→ **Selected excerpt**:
Brazil is the key country of South America. It contains half the land area of the continent and more than half the population. It is the fourth-largest country in the world. But one-half of the population is still illiterate, half goes barefoot, half suffers chronic malnutrition.

Forty Million Shoes is the story of a country which demonstrates the classic paradox of South America, the rich are becoming richer and the poor are becoming poorer. If Brazil can break through economically, most of South America will follow. If Brazil cannot make it, few others will. If the West loses out in Brazil, it will lose the balance of power in South America.

In this report Brazil is seen through the lives of five of its citizens. It examines their hopes, their hates, their chance of happiness and their influence on events which they will affect but cannot control.

AN INTERTEL PRODUCTION ◦ TIME SLOT 55 MINUTES

Available through

Global Television Services Ltd.,

3 Vere Street, London, W.1.

→ **Dataset entries**:
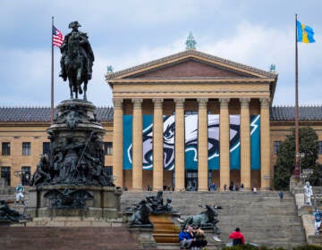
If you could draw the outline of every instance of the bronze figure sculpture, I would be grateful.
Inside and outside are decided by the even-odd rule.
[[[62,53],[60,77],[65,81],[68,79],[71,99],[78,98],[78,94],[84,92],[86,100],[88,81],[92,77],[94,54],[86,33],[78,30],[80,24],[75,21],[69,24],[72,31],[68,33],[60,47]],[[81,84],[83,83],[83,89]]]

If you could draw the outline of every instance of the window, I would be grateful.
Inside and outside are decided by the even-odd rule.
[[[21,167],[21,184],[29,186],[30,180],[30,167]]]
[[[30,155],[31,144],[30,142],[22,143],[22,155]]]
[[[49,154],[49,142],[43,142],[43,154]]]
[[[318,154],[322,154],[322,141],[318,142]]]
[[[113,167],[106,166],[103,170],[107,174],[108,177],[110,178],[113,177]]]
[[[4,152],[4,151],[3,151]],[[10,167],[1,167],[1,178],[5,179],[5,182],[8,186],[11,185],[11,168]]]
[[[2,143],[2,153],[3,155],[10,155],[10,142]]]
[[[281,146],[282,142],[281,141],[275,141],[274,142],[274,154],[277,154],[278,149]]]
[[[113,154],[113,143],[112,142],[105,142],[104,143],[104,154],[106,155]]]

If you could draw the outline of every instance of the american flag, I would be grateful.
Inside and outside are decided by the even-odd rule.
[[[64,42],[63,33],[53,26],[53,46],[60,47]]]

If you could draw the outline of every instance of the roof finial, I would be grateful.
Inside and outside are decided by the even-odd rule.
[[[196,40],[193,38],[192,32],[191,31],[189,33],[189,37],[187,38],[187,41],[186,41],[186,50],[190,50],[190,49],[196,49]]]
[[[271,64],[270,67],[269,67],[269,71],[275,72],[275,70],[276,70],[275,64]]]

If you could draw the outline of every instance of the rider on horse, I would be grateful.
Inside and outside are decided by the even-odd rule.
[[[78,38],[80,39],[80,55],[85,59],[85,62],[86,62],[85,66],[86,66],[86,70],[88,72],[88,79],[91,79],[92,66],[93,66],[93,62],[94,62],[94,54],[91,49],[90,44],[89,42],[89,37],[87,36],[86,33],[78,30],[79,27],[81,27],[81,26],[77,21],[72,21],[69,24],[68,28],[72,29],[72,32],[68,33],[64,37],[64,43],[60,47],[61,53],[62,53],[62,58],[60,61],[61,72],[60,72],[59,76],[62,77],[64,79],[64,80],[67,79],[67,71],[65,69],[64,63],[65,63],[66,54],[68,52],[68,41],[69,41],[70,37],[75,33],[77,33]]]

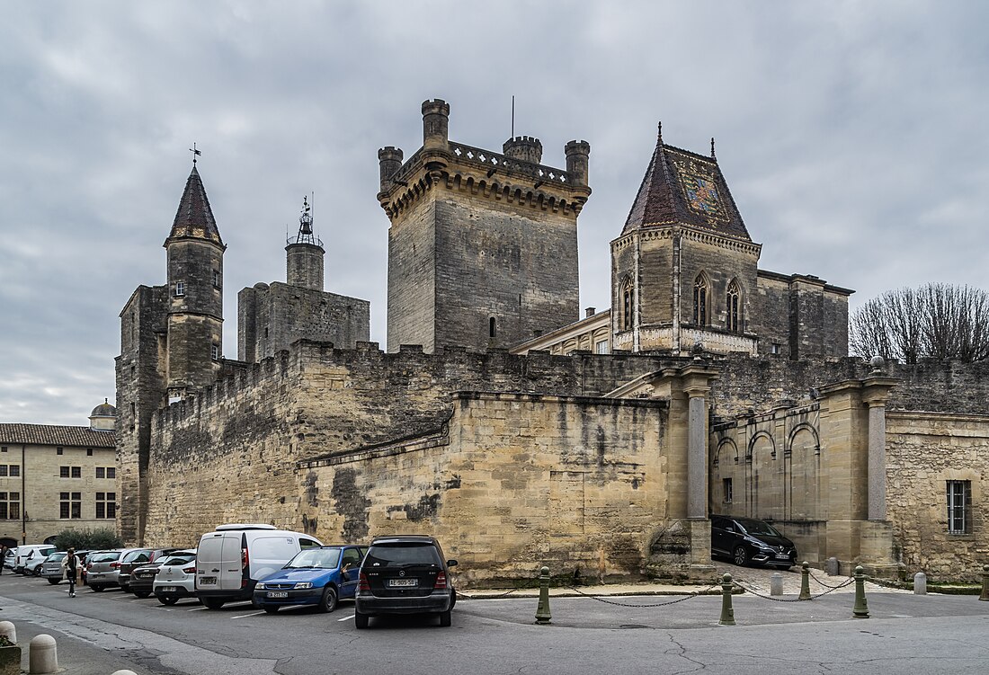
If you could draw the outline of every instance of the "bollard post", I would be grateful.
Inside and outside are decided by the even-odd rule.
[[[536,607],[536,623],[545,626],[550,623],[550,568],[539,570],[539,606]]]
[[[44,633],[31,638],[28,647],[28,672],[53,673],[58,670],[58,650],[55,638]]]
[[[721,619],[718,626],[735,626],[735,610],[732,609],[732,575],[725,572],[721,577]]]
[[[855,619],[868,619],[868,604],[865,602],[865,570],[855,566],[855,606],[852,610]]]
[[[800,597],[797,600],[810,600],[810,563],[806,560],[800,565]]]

→ **Do this**:
Transcribe the passage on Brazil word for word, starting with "In this report" and ending after "but cannot control.".

→ **Exercise solution**:
In this report Brazil is seen through the lives of five of its citizens. It examines their hopes, their hates, their chance of happiness and their influence on events which they will affect but cannot control.